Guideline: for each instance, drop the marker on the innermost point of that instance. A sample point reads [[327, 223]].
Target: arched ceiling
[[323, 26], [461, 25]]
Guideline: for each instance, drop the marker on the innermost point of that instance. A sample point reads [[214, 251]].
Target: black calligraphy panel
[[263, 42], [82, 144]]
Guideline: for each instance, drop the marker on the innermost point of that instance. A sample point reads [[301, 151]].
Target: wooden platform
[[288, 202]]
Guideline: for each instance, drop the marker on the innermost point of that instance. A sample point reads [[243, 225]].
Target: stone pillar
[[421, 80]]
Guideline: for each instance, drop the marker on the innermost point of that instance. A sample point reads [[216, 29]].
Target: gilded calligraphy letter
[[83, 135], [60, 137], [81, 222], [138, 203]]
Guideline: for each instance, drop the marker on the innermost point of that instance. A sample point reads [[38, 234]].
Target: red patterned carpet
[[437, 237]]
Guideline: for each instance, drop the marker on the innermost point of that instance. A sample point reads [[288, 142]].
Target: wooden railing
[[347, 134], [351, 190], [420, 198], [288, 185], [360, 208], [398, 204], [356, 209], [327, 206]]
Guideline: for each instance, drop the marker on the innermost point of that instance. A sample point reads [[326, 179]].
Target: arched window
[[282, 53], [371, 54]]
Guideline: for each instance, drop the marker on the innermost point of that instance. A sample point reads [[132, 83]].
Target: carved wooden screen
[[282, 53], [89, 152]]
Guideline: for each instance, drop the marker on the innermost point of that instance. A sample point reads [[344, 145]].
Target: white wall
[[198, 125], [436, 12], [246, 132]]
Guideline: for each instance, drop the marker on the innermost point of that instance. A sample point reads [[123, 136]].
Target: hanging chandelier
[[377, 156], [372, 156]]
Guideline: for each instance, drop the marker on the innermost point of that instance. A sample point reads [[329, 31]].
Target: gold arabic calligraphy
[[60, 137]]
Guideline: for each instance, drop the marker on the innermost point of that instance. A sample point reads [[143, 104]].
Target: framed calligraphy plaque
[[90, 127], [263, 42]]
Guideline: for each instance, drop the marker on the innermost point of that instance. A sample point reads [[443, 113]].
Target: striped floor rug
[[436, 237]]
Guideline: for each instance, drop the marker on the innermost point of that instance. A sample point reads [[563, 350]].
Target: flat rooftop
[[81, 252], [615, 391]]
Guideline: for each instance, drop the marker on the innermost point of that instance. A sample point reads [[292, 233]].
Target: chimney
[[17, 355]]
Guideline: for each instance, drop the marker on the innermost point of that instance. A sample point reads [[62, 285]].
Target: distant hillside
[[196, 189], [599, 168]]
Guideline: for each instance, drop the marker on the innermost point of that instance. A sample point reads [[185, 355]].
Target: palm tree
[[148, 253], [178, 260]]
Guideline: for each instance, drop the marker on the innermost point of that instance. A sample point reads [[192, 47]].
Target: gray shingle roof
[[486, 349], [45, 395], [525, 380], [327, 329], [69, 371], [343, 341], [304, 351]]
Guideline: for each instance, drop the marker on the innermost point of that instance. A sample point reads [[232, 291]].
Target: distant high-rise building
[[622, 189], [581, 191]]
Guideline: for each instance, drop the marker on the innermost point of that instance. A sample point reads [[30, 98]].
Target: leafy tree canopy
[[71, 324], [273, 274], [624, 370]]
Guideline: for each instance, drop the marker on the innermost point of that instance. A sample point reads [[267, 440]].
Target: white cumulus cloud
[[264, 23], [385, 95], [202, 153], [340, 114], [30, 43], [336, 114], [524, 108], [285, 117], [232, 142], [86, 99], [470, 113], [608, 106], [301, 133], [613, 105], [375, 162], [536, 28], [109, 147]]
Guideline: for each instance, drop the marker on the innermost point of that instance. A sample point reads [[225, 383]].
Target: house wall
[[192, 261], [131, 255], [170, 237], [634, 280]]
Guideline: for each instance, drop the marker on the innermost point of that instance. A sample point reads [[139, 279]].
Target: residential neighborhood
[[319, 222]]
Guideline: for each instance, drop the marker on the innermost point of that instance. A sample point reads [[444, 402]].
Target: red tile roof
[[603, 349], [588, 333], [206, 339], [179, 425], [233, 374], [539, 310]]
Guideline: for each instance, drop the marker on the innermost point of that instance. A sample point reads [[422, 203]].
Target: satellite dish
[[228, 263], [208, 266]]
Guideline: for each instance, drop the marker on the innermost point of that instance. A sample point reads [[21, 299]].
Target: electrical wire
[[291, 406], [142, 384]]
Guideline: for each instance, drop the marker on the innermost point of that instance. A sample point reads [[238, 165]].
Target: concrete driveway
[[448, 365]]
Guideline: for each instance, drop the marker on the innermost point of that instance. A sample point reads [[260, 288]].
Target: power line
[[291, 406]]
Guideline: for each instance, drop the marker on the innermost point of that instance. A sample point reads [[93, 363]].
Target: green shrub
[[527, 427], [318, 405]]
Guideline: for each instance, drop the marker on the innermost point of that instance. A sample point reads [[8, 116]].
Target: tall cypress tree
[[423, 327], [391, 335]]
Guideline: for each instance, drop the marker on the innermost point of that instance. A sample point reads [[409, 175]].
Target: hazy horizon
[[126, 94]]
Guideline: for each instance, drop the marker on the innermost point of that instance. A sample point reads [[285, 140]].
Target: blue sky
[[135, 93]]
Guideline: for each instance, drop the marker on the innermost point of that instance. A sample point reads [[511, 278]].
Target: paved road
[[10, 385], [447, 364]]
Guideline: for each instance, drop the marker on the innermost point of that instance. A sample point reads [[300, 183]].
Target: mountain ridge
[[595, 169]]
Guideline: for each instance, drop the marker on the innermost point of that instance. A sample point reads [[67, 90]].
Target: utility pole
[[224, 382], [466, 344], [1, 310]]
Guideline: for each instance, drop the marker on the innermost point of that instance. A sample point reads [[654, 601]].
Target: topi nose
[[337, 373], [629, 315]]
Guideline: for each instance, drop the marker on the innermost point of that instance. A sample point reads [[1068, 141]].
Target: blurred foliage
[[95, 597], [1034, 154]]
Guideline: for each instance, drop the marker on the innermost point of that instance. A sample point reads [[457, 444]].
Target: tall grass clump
—————
**Exercise details**: Copy out every one of the lines above word for word, with nothing changed.

**Exercise result**:
Guideline: for each instance, drop the marker on the innermost point of that instance. A sample point reads [[327, 223]].
Target: arched ceiling
[[323, 26], [461, 25]]
Guideline: for each instance, drop the marker on the innermost point of that instance. A sample point reads [[214, 251]].
Target: black calligraphy panel
[[263, 42], [82, 144]]
Guideline: for each instance, drop the marker on the innermost point of that instance. A sample point reads [[301, 151]].
Target: wooden platform
[[288, 202]]
Guideline: for each instance, drop the marker on the innermost point of that instance. A sample point reads [[243, 225]].
Target: stone pillar
[[421, 80]]
Guideline: for each instance, drop the marker on the innermost point of that instance. A sample point reads [[216, 29]].
Target: gilded calligraphy letter
[[83, 135], [60, 137], [81, 222], [138, 203]]
Guideline: for each instance, drop the marker on the innermost point of that instance. A sample point reads [[38, 234]].
Target: red patterned carpet
[[437, 237]]
Guideline: for each instance, drop the marker on the innermost point of that instance. A sample point reads [[288, 142]].
Target: wooden railing
[[347, 134], [351, 190], [420, 198], [288, 185], [360, 208], [398, 204], [356, 209], [327, 206]]
Guideline: for each instance, drop the marker on the innermost point of that instance. A sample point reads [[326, 179]].
Target: arched window
[[282, 53], [371, 54]]
Guideline: for each instance, drop the marker on the innermost point of that instance. A sample point reads [[132, 83]].
Target: carved wooden screen
[[282, 53], [89, 152]]
Guideline: for each instance, drop the marker on the innermost point of that instance. A sample point reads [[344, 145]].
Target: white wall
[[198, 125], [436, 12], [246, 132]]
Guideline: for each instance, drop the marker on the innermost point of that instance. A sample point reads [[123, 136]].
Target: hanging chandelier
[[377, 156], [372, 156]]
Guideline: for each instance, drop the marker on the innermost point of that instance. A sample point reads [[329, 31]].
Target: gold arabic calligraphy
[[60, 137]]
Guideline: for each instance, drop the marker on the innermost point of that instance. A sample point reads [[143, 104]].
Target: framed calligraphy plaque
[[90, 127], [263, 42]]
Guideline: for each instance, drop the marker on the innermost point of that instance. A sample point reads [[443, 113]].
Target: striped floor rug
[[436, 237]]
Guideline: for each instance, drop the marker on the innermost point of that instance. A sample point reads [[563, 350]].
Target: flat rooftop
[[81, 252], [615, 391]]
Guideline: for each instance, drop the marker on the innermost point of that instance. A sample point reads [[292, 233]].
Target: chimney
[[17, 355]]
Guideline: for each instance, drop the marker on the innermost point of that instance. A sample point reads [[62, 285]].
Target: distant hillside
[[196, 189], [599, 168]]
Guideline: for each instance, drop the marker on the innermost point of that instance. A sample point reads [[185, 355]].
Target: palm tree
[[148, 253], [178, 260]]
Guideline: for each instance, drop the marker on the innermost point of that instance. A sample point reads [[192, 47]].
Target: gray shingle roof
[[486, 349], [45, 395], [525, 380], [327, 329], [69, 371], [343, 341], [304, 351]]
Guideline: for each instance, drop the marker on the innermost point of that instance. A sample point reads [[232, 291]].
Target: distant high-rise building
[[622, 189], [581, 191]]
Guideline: for each instance, drop the marker on the innermost point of that instance. A sample point reads [[30, 98]].
Target: leafy tree canopy
[[71, 324], [273, 274], [624, 370]]
Guideline: for each instance, drop the marker on the innermost point of that instance. A sample point reads [[267, 440]].
Target: white cumulus cloud
[[264, 23], [385, 95], [202, 153], [340, 114], [30, 43], [336, 114], [524, 108], [285, 117], [232, 142], [86, 99], [470, 113], [608, 106], [301, 133], [613, 105], [375, 162], [536, 28], [109, 147]]
Guideline: for each instance, drop the marker on the innermost point of that instance. A sample point reads [[225, 383]].
Target: house wall
[[192, 261], [131, 255], [170, 237], [634, 280]]
Guideline: for each instance, drop the marker on the innermost point of that instance. A sample point reads [[139, 279]].
Target: residential neighborhood
[[319, 222]]
Guideline: for each instance, drop the marker on the innermost point of that instance. A sample point reads [[444, 402]].
Target: red tile roof
[[603, 349], [588, 333], [206, 339], [179, 425], [233, 374], [539, 310]]
Guideline: for each instance, drop the marker on the innermost point of that instance. A sample point reads [[422, 203]].
Target: satellite dish
[[228, 263], [208, 266]]
Guideline: for each instance, drop the marker on the innermost point of that instance. A sample point reads [[21, 299]].
Target: electrical wire
[[291, 406], [142, 384]]
Guideline: for each instance, drop the marker on the innermost point of that instance. A sample point reads [[238, 165]].
Target: concrete driveway
[[448, 365]]
Guideline: for each instance, drop the marker on the innermost point of that instance. A sample point reads [[260, 288]].
Target: power line
[[291, 406]]
Guideline: for each instance, drop the marker on the innermost point of that instance. A sample point reads [[93, 363]].
Target: green shrub
[[527, 427], [318, 405]]
Guideline: for each instance, drop the marker on the innermost point of that instance. A sample point reads [[8, 116]].
Target: tall cypress tree
[[423, 327], [391, 335]]
Guideline: for each instance, drop the marker on the innermost point of that instance. A sample point reads [[409, 175]].
Target: hazy horizon
[[126, 94]]
Guideline: for each instance, drop the marker on the innermost point of that instance. A sample point reads [[285, 140]].
Target: blue sky
[[135, 93]]
Guideline: for each instance, drop the marker on the innermost point of that instance. A sample point reads [[511, 278]].
Target: paved road
[[10, 385], [447, 364]]
Guideline: for each instance, drop the marker on the innermost point of that instance. A sample point reads [[300, 183]].
Target: mountain ridge
[[595, 169]]
Guideline: for each instance, drop the marker on the innermost point of that instance. A sample point reads [[67, 90]].
Target: utility pole
[[224, 382], [466, 344], [1, 310]]
Guideline: for each instance, drop the marker on the innermost point of that instance. A sample point reads [[654, 601]].
Target: topi nose
[[337, 373], [629, 315]]
Guideline: for each instance, drop the marker on the innermost point of that instance. A sample point reads [[1068, 141]].
Target: blurred foliage
[[95, 597], [1034, 154]]
Guideline: for each instance, drop the marker on the innermost point of that instance. A sample point reads [[457, 444]].
Target: tall grass clump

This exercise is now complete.